» Challenge 1: According to the passage on C function prototypes, what happens before the call to floats specified in the type list?

» Supplied text:
※ ※ ※
In ANSI C, if the type of any parameter declared in the parameter type list is other
than that which would be derived using the default argument promotions, an error is
posted. Otherwise, a warning is posted and the function prototype remains in scope.
In all cases, the type of the return value of duplicate declarations of the same function
must match, as must the use of ellipses.
When a function is invoked for which a function prototype is in scope, an attempt is
made to convert each actual parameter to the type of the corresponding formal
parameter specified in the function prototype, superseding the default argument
promotions. In particular, floats specified in the type list are not converted to
double before the call. If the list terminates with an ellipsis (...), only the parameters
specified in the prototype have their types checked; additional parameters are
converted according to the default argument promotions (discussed in "Type
Qualifiers", page 77). Otherwise, the number of parameters appearing in the
parameter list at the point of call must agree in number with those in the function
prototype.
※ ※ ※
» Challenge 2: Pick out every line of the rows below that contains the word "shaggy".

[Region labeling rows]
※ ※ ※
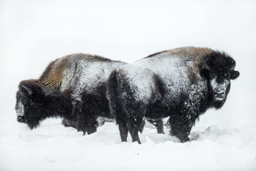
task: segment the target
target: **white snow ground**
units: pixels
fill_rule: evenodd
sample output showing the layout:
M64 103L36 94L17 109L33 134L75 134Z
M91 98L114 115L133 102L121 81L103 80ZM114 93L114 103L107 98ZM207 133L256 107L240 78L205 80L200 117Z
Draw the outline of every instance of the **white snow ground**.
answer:
M254 1L0 2L0 171L256 170L256 3ZM121 143L117 127L81 132L49 119L30 130L16 121L17 85L75 52L132 62L193 45L224 50L241 75L226 104L180 143L150 125L142 144Z

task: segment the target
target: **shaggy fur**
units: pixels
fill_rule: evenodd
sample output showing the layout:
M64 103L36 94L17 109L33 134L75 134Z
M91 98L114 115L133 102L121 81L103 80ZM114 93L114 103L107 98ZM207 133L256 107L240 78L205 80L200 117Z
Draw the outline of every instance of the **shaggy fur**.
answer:
M235 61L209 48L185 47L157 53L114 70L108 91L122 142L129 131L140 143L143 119L169 116L170 134L189 140L192 127L207 109L220 108L239 76Z
M65 126L84 134L96 132L98 117L114 118L106 96L108 73L125 64L83 54L57 59L38 80L20 83L15 107L17 121L32 129L47 117L61 116ZM156 126L158 130L163 129L163 125Z

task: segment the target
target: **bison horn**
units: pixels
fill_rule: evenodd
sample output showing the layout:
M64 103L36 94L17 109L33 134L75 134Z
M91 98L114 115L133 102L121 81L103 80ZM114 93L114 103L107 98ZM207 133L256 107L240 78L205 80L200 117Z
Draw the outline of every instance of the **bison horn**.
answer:
M230 71L232 71L233 70L234 70L235 67L236 67L236 62L235 61L233 61L233 64L232 64L232 65L231 66L231 67L230 68Z
M33 93L33 91L32 91L32 90L29 87L26 87L23 85L22 85L22 87L23 87L23 88L25 89L26 90L28 91L28 93L29 93L29 95L30 96L32 94L32 93Z
M206 69L207 69L208 71L211 71L210 67L209 67L209 66L207 64L207 61L208 60L209 58L208 58L207 59L206 59L206 60L204 61L204 68Z

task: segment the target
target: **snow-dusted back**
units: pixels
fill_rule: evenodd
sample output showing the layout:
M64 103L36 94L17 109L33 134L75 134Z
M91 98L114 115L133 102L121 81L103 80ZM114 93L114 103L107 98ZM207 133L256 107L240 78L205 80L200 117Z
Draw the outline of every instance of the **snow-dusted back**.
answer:
M0 171L256 170L255 6L250 0L0 1ZM132 63L187 46L225 51L241 73L223 107L201 116L190 142L148 123L139 145L130 135L121 143L114 123L83 136L61 119L32 130L16 121L19 83L39 78L58 58L82 52Z

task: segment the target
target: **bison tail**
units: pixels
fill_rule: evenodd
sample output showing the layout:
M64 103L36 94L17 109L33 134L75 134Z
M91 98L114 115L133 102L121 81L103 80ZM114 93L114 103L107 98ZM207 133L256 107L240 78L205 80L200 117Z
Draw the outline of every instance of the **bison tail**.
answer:
M118 103L117 94L118 80L116 70L113 71L109 75L107 85L107 97L109 102L110 113L111 117L116 117L116 106ZM117 104L118 105L118 104Z

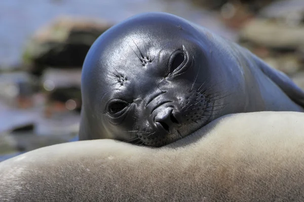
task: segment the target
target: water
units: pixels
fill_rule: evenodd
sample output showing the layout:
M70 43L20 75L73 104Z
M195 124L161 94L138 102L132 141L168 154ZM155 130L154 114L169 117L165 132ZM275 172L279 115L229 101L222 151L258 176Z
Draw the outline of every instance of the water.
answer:
M213 13L194 8L186 1L1 0L0 67L20 62L26 40L41 26L62 15L98 18L117 23L146 12L166 12L235 39Z

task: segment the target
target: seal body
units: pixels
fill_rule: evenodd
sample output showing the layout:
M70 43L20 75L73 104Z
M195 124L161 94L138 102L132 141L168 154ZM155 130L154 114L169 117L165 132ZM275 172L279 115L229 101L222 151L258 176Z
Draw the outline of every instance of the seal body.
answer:
M304 92L247 50L177 16L135 16L103 33L82 78L80 139L160 146L217 117L303 111Z
M245 113L159 148L40 148L0 163L0 201L303 201L303 123L302 113Z

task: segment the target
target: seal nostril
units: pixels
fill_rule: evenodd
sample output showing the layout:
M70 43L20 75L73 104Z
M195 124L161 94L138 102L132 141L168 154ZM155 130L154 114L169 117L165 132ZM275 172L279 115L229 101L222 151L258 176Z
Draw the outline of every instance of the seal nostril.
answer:
M167 124L166 124L165 122L158 122L159 123L160 123L161 124L161 125L162 125L162 127L164 128L164 129L165 129L166 131L169 132L169 126L168 126L168 125Z
M171 113L170 114L170 118L173 123L177 124L179 124L179 123L178 123L178 121L177 120L176 118L175 118L175 116L174 116L174 115L173 114Z

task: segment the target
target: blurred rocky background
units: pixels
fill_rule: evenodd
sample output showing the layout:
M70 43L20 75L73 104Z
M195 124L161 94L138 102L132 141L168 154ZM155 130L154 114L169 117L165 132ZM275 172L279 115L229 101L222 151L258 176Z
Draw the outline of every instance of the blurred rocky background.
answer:
M239 43L304 89L303 0L1 0L0 161L77 140L90 46L116 23L151 11Z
※ ※ ※
» Result 1: They are not converted to double before the call.

» Result 2:
target: **shaggy fur**
Draw the outline of every instance of the **shaggy fur**.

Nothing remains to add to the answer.